Direction 1 |
Answer these from the Nutch mailing list thread below:
(a) What date appears on the reply in the thread?
(b) What command is run in hadoop/trunk to build and produce the tar file?
(c) Which library should be downloaded and installed to build hadoop with 64-bit native libraries?

Reading passage |
--- --- ---
Re: [Nutch-general] Nutch Step by Step Maybe someone will find this useful ?

2007-04-05 Thread ogjunk-nutch
Corrado,

Would it be possible for you to add this to the Wiki?

Also, there are several other tutorials:
  http://lucene.apache.org/nutch/tutorial8.html
  http://wiki.apache.org/nutch/NutchTutorial
  http://wiki.apache.org/nutch/NutchHadoopTutorial

Maybe you can combine them?

Otis
 . . . . . . . . . . . . . . . . . . . . . . . . . . . . . .
Simpy -- http://www.simpy.com/  -  Tag  -  Search  -  Share

- Original Message 
From: zzcgiacomini [EMAIL PROTECTED]
To: nutch-user@lucene.apache.org
Sent: Wednesday, April 4, 2007 10:53:54 AM
Subject: [Nutch-general] Nutch Step by Step Maybe someone will find this useful 
?

I have spent sometime playing with nutch-0 and collecting notes from the 
mailing lists ...
may be someone will find these notes useful end could point me out  
mistakes
I am not at all a nutch expert...
-Corrado

 



 0) CREATE NUTCH USER AND GROUP

Create a nutch user and group and perform all the following logged in as 
nutch user.
put this line in your .bash_profile

export JAVA_HOME=/opt/jdk
export PATH=$JAVA_HOME/bin:$PATH

 1) GET HADOOP and NUTCH

downloaded the nutch and hadoop trunks as well explained on 
http://lucene.apache.org/hadoop/version_control.html
(svn checkout http://svn.apache.org/repos/asf/lucene/nutch/trunk)
(svn checkout http://svn.apache.org/repos/asf/lucene/hadoop/trunk)

 2) BUILD HADOOP

Ex: 

Build and produce the tar file
cd hadoop/trunk
ant tar

To build hadoop with native libraries 64bits proceed as follow :

A ) dowonload and install latest lzo library 
(http://www.oberhumer.com/opensource/lzo/download/)
--- --- ---
Data for processing |

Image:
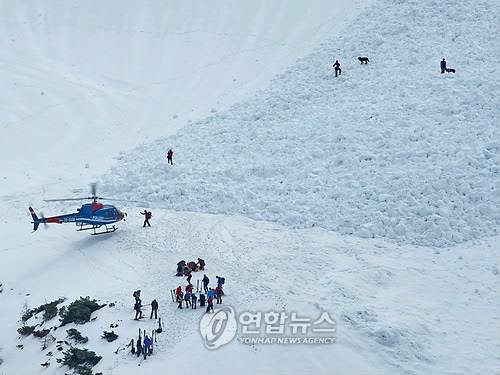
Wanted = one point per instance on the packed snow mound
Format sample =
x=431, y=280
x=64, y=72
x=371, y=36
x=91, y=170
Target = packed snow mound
x=390, y=149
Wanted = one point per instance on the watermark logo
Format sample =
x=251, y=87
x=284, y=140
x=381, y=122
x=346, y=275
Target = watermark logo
x=220, y=328
x=266, y=328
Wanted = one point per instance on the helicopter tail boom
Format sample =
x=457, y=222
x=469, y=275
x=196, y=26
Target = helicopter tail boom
x=36, y=221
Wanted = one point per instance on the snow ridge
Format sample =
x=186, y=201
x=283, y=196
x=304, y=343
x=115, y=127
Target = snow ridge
--- --- ---
Direction 2 | Report how many lines of the records above contain the string "tail", counting case-sensitively. Give only the number.

Written response 1 |
(a) 2007-04-05
(b) ant tar
(c) The latest lzo library

Written response 2 | 2